WHAT TO WORK ON
Read the listing below and copy out each line where the word "water" occurs.

STUDY MATERIAL
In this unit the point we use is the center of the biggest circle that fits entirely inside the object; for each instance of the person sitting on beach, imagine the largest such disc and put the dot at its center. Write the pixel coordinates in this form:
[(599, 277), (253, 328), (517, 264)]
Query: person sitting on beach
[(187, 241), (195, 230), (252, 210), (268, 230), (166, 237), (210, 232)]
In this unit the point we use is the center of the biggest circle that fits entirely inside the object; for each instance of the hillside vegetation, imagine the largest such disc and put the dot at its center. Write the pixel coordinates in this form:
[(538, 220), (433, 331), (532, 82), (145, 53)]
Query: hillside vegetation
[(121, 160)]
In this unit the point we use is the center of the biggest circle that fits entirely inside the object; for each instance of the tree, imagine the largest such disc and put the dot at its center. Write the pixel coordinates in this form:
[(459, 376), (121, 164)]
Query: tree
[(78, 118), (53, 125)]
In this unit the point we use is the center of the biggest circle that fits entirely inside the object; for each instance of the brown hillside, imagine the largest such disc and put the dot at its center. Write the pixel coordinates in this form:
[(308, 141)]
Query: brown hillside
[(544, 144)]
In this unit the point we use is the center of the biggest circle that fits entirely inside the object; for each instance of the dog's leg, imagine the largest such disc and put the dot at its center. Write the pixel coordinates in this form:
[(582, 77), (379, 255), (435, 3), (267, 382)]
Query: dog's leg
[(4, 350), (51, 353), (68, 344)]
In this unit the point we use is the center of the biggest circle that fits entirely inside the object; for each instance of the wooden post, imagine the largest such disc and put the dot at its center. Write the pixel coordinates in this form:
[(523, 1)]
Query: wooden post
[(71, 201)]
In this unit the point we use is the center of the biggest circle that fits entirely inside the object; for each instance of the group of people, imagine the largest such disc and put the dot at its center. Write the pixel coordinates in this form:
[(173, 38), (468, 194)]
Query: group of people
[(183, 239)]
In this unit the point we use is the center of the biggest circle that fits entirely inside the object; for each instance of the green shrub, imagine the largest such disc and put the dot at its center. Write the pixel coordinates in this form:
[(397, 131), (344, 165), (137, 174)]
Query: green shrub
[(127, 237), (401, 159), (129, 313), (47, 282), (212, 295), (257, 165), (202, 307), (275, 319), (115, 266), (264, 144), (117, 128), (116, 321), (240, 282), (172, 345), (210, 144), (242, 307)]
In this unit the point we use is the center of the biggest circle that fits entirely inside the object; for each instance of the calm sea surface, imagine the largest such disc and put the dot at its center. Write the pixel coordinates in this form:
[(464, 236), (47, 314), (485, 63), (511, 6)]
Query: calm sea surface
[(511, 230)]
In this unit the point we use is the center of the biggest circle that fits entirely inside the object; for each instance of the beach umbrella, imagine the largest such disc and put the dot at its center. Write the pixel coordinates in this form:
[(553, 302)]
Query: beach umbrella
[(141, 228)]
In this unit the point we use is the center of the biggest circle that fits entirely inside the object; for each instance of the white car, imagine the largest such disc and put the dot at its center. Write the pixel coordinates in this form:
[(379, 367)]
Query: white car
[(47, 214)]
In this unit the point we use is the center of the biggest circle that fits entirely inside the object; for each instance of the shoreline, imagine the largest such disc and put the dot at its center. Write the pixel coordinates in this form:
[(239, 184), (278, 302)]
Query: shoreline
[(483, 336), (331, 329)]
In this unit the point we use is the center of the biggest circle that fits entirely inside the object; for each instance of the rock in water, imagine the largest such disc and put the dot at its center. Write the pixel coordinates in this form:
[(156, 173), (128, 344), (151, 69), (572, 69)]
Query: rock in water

ANSWER TO THIS EXERCISE
In this unit the point we use is the center of the biggest circle that fits entirely inside the object; for each instance of the rock in water, imagine the largest such disc and put the dot at its center. Write the pixel coordinates in this form:
Query: rock in water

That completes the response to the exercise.